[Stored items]

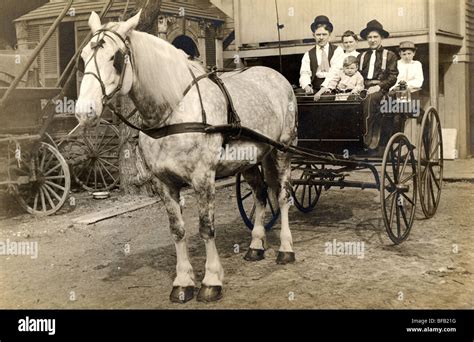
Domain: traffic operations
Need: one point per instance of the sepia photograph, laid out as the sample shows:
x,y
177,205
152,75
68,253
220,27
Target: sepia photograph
x,y
295,155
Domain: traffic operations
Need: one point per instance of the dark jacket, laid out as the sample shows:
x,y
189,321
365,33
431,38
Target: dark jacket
x,y
387,78
314,60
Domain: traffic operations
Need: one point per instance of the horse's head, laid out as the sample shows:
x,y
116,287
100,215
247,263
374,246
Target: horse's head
x,y
107,67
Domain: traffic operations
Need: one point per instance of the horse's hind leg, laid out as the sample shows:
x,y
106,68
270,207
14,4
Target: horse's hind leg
x,y
183,284
257,246
277,168
211,288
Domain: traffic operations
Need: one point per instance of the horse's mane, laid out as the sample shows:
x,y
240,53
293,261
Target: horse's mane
x,y
161,68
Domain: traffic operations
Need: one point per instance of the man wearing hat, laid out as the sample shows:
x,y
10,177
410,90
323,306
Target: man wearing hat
x,y
317,62
378,66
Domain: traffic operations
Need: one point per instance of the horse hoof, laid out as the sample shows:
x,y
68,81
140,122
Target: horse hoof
x,y
181,294
209,294
254,254
285,258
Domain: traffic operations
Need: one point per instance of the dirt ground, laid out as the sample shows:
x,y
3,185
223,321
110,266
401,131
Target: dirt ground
x,y
129,261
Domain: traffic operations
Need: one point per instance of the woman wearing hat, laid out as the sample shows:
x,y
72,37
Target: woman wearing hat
x,y
409,71
317,62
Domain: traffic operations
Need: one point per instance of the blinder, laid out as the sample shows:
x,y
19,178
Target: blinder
x,y
80,64
119,61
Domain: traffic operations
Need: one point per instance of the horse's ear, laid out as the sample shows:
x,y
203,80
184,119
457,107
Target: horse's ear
x,y
130,24
94,22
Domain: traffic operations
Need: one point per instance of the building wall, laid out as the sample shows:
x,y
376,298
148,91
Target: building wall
x,y
297,15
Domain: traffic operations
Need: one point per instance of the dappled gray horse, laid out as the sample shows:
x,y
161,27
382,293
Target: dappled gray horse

• WHAT YOU HAVE TO DO:
Set down the data above word for word, leaving every picture out.

• ANSWER FOR THIS EXERCISE:
Domain: traffic operations
Need: one point per instance of the sepia photograph, laid out as the sample shows:
x,y
177,205
152,75
68,253
220,27
Target: sepia photograph
x,y
295,155
Domain: traffic operations
Need: one point per instance of the dark jacket, laid out as the sample shows:
x,y
189,321
365,33
431,38
Target: dark jacket
x,y
387,78
314,60
Domain: traffic operations
Need: one point per instance of the horse's head, laid out as the sample shows:
x,y
116,287
100,215
247,263
374,246
Target: horse's head
x,y
107,67
Domain: traffic operations
Need: one point per instance of the horse's hind leg, laid out as the sample shows:
x,y
106,68
270,207
14,4
Target: horse's hind leg
x,y
183,284
257,246
277,168
211,288
Domain: traffic operations
Need: one point per instance of the horse's mane, laid out as the sample shows:
x,y
240,53
293,261
Target: horse's mane
x,y
161,68
Domain: traffic operations
Need: one point per instance of the man wearing hat, laid out as the sample shows:
x,y
10,177
410,90
323,306
Target: man wearing hat
x,y
317,62
378,66
Domain: traffic operations
Need: one point per instance of the horse hoof, laid out as the sample shows:
x,y
68,81
140,122
Target: horse hoof
x,y
181,294
209,294
254,254
285,258
Domain: traffic operations
Need: one point per instance of the dirt ground, laid out as the sample shows:
x,y
3,185
223,321
110,266
401,131
Target: dirt ground
x,y
129,261
Domain: traffic operations
Need: one point per instance of the woman wearing hat, laid out as the sample shows:
x,y
72,37
Target: woman wearing hat
x,y
409,71
317,62
Domain: traffic operations
Need: one point per instance of the blinder, laid out as the sample shows:
x,y
19,178
Target: blinder
x,y
80,64
119,61
Domain: traffic operations
Need: one point per instance of the horse's ear, laid out as the sample shows:
x,y
203,80
184,119
457,107
Target: horse's ear
x,y
130,24
94,22
Domain: traffic operations
Need: one point per instance of the building wall, laid out as the sample shows:
x,y
376,298
148,91
Target: building wall
x,y
297,15
Domain: traffic operations
Need: one point per instance of the dappled gray horse, laid out as the sample shows:
x,y
161,27
382,293
Target: dappled gray horse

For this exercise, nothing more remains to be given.